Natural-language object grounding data
Start of Block

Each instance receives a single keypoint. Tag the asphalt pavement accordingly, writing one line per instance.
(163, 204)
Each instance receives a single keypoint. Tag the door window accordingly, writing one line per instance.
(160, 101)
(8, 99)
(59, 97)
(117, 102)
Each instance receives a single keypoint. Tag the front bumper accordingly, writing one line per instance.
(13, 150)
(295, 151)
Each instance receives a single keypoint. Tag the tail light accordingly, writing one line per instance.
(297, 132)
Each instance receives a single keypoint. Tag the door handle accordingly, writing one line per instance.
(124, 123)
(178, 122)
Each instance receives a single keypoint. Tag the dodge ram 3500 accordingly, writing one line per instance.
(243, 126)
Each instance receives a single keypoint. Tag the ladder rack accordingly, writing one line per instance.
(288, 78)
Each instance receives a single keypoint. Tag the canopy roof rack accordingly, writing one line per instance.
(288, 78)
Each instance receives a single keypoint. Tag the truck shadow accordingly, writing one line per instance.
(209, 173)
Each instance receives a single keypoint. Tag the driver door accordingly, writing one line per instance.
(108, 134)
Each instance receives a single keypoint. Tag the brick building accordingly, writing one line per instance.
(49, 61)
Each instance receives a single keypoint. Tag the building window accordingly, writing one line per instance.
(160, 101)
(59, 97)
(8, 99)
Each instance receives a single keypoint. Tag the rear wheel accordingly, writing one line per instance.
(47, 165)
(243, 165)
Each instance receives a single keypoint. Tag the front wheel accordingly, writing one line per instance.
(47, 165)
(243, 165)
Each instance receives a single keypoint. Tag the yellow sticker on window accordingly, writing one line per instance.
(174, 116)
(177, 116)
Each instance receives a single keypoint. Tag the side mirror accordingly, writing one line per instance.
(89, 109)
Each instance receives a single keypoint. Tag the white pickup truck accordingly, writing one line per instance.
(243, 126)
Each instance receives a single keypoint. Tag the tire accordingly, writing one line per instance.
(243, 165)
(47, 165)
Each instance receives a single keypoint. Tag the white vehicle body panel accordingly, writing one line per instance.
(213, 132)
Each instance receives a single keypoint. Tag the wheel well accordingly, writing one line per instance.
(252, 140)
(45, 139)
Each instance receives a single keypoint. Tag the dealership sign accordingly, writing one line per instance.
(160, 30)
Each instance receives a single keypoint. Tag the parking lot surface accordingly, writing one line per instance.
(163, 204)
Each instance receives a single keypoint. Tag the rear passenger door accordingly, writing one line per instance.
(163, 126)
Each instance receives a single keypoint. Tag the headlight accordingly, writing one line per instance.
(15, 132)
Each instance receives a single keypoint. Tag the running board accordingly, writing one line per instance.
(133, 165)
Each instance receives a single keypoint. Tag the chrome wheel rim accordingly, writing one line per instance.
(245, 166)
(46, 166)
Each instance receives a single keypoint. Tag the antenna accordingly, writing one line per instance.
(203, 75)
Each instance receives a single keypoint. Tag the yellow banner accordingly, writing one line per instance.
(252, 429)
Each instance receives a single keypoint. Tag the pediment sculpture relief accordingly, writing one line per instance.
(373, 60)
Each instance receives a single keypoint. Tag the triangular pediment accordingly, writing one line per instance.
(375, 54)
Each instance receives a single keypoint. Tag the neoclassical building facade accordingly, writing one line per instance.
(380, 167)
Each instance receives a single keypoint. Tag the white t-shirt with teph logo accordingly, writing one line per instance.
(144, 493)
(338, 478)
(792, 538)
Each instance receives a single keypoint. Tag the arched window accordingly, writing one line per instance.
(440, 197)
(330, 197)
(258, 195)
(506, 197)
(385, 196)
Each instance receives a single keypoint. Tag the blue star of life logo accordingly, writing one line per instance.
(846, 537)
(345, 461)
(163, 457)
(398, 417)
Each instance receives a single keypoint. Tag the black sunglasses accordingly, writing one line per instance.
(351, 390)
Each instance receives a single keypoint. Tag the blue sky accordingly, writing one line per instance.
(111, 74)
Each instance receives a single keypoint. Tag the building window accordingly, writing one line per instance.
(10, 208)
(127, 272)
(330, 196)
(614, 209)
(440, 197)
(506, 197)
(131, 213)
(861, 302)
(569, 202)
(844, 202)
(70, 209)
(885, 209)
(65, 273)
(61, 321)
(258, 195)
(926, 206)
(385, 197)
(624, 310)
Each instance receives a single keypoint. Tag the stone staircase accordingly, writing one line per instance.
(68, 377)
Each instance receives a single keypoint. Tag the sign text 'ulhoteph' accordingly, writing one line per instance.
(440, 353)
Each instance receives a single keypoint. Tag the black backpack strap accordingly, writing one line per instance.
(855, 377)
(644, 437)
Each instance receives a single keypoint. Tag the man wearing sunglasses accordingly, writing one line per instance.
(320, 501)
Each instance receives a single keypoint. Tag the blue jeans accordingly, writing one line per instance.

End of Block

> [How to complete this task]: Repeat each line of the data exactly, missing none.

> [Exercise solution]:
Each instance receives a single keypoint. Tag the asphalt pavement accordingly, writing one line per instance.
(163, 204)
Each instance receives a single keypoint. Tag the door window accordingly, writing one line per instance.
(160, 101)
(8, 99)
(59, 97)
(117, 102)
Each instance receives a single keypoint. Tag the front bumper accordingly, writing one line per instance.
(13, 150)
(295, 151)
Each instance receives a single keypoint. Tag the tail light accordingly, writing one line per instance.
(297, 132)
Each instance receives a single keypoint. Tag the door handle accordingly, writing one line per instance.
(124, 123)
(178, 122)
Each instance receives a single keypoint. Tag the dodge ram 3500 accordingly, writing one line per instance.
(243, 126)
Each instance receives a single keypoint. Tag the ladder rack accordingly, writing one line per instance.
(288, 78)
Each instance receives a single keypoint. Tag the canopy roof rack accordingly, writing one line per instance.
(288, 78)
Each instance receives a single keypoint. Tag the truck shadow accordingly, writing one line per instance.
(209, 173)
Each instance receives a single keypoint. Tag the driver door accordingly, writing one line per instance.
(108, 134)
Each instance receives a single keypoint. Tag the brick building accordingly, writing one line per instance.
(49, 61)
Each instance receives a single keypoint. Tag the building window accordingly, writing one line per instance.
(160, 101)
(59, 97)
(8, 99)
Each instance receives a single keypoint. Tag the rear wheel accordingly, writing one line per instance.
(47, 165)
(243, 165)
Each instance receives a single keypoint. Tag the front wheel accordingly, writing one line per instance.
(47, 165)
(243, 165)
Each instance receives a single keypoint. Tag the yellow sticker on window accordingly, writing one line per instance.
(174, 116)
(177, 116)
Each instance receives a single keypoint. Tag the side mirror accordingly, writing one line per instance.
(89, 109)
Each instance receives a single keypoint. Tag the white pickup truck accordingly, writing one line per instance.
(243, 126)
Each instance receives a single keypoint. Tag the tire accordingly, writing one line per instance.
(243, 165)
(47, 165)
Each instance receives a single keypoint. Tag the white vehicle body panel accordingly, writing one line per instance.
(213, 132)
Each instance receives a single keypoint. Tag the wheel well accordingly, writing one line per instance.
(252, 140)
(45, 139)
Each instance receives a single keypoint. Tag the dealership sign accordingly, writing one line per instance.
(160, 30)
Each instance receives a single keypoint. Tag the parking lot surface accordingly, writing one line per instance.
(163, 204)
Each instance receives a single keypoint. Tag the rear passenger door accordingly, writing one line per instance.
(163, 126)
Each instance receives a single keypoint. Tag the headlight accordingly, writing one line per instance.
(15, 132)
Each instance receives a single keypoint. Tag the running board accordingly, writing one line per instance.
(133, 165)
Each instance receives a single keypoint. Tag the chrome wheel rim accordingly, writing one line per instance.
(245, 166)
(46, 166)
Each instance receives a single keypoint. Tag the antenna accordingly, writing one line per instance.
(203, 75)
Each instance receives a single keypoint. Tag the yellow banner accordingly, writing one line per instance.
(252, 429)
Each instance receives a single keypoint. Tag the pediment sculpture relief accordingly, writing one line per instance.
(373, 60)
Each instance receives a single keypoint. Tag the triangular pediment accordingly, writing one line per instance.
(375, 54)
Each instance receives a single keypoint. Tag the neoclassical building facade accordingly, writing one line per instance.
(380, 167)
Each instance receives a single keypoint. Tag the white t-shirt with teph logo accordingly, writing one line per instance.
(144, 493)
(338, 478)
(792, 538)
Each instance receives a single keypoint. Tag the arched window accordingly, writing one line per instance.
(440, 197)
(330, 197)
(258, 195)
(506, 197)
(385, 196)
Each instance receives a single keypoint. Tag the blue star of life logo accordingly, writing one line per instance.
(846, 537)
(345, 461)
(163, 457)
(398, 417)
Each instance receives a single keypoint. Tag the black sunglasses accordingly, writing one line per instance.
(351, 390)
Each instance receives a single keypoint. Tag the blue sky accordingly, writing one line per instance.
(111, 74)
Each instance receives a single keypoint. Tag the building window accordingly, writing one line per instance.
(10, 208)
(127, 272)
(330, 196)
(614, 209)
(440, 197)
(506, 197)
(131, 213)
(861, 302)
(569, 202)
(844, 202)
(70, 209)
(885, 209)
(65, 273)
(61, 321)
(258, 195)
(926, 206)
(385, 197)
(624, 310)
Each instance receives a single keypoint. Tag the stone staircase accordingly, writing one line per instance.
(68, 377)
Each instance receives a single keypoint. Tag the sign text 'ulhoteph' accordingly, writing one line per instance.
(440, 353)
Each instance receives a single keypoint. Tag the black backpack strap accordingly, writing one line per instance.
(855, 377)
(644, 437)
Each instance receives a single keypoint. Tag the man wearing sunglasses accordingly, writing one line per instance.
(320, 501)
Each instance receives a single keypoint. Tag the blue jeans accordingly, writing one line per instance.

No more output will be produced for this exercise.